## Work instruction:
So that nothing is lost, transcribe each line of the records exactly.

Natural-language object grounding data:
■ ■ ■ ■ ■
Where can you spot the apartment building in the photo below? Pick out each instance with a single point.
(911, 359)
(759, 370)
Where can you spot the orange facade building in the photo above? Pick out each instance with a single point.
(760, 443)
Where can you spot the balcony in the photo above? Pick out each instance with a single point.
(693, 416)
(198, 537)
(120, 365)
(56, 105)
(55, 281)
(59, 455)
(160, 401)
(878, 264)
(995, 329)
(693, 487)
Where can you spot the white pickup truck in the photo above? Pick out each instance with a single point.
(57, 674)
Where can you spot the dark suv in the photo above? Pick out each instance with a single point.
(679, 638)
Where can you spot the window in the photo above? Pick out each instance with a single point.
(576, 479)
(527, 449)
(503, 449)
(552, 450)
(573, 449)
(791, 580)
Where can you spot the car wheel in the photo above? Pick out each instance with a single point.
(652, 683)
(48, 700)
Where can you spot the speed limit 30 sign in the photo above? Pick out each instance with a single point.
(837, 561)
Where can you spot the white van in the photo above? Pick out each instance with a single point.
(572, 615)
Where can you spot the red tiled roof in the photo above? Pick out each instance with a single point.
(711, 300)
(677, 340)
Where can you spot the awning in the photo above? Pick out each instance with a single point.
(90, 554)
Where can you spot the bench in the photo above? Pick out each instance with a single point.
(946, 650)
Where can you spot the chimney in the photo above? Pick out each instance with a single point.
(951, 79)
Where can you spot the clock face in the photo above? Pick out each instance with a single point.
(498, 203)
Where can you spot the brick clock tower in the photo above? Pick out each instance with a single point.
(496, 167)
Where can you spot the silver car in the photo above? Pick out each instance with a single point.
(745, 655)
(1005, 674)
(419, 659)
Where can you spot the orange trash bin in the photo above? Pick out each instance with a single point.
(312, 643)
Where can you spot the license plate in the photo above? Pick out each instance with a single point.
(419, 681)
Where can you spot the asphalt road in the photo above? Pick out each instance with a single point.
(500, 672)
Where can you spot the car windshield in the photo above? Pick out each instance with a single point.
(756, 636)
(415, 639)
■ ■ ■ ■ ■
## Response area:
Where can you spot the apartment building in the photo below? Pick out each instance with a single point.
(911, 359)
(759, 370)
Where can you spot the orange facade building in the photo above? Pick out each instance with a single point.
(760, 443)
Where can you spot the balcony in the photo above? Pick out each instance with a single point.
(693, 416)
(198, 537)
(120, 365)
(56, 105)
(55, 281)
(59, 455)
(160, 401)
(878, 264)
(995, 329)
(693, 487)
Where can you spot the white pickup truck in the photo above? Pick out each instance with a single point.
(57, 674)
Where can you spot the dark suv in the photo above? Pick out each instance with a single point.
(679, 638)
Where can you spot the window in the photo above? Pick out each instance with a single point.
(576, 479)
(527, 449)
(503, 449)
(552, 450)
(573, 449)
(791, 580)
Where can you spot the car wheel in the photo above? Pick out each instance with a single point.
(652, 683)
(48, 700)
Where can you spot the speed limit 30 sign in the photo above? Pick out each instance with a single point.
(837, 561)
Where can you spot the white van in the photo above? Pick out each instance with a single point.
(572, 615)
Where can you spot the red tiled roof in the photo above? Pick out each instance with a single point.
(711, 300)
(677, 340)
Where can you spot the awning in the photo above? Pick out each instance with a single point.
(90, 554)
Where can you spot the bench in the photo above? Pick out each instance with a single point.
(946, 650)
Where can you spot the chimney in the photo above? Pick out each instance with a single point.
(951, 79)
Where can you spot the clock face in the photo above? Pick out each instance with a single point.
(498, 203)
Where can you spot the brick clock tower in the photo above? Pick out each instance with a single point.
(496, 167)
Where can you spot the silver car in the photo above? Pick out each instance with a single point.
(745, 655)
(1005, 674)
(419, 659)
Where can you spot the orange trash bin in the photo above? Pick out each instance with a single point.
(312, 643)
Where can you spot the license plate in the photo above? Pick out each instance with a single point.
(419, 681)
Where can you spot the asphalt road in the photo above? Pick out each instance with a single point.
(500, 672)
Where can you spot the car windshield in the photo above? Pick out each instance with a single point.
(756, 636)
(415, 639)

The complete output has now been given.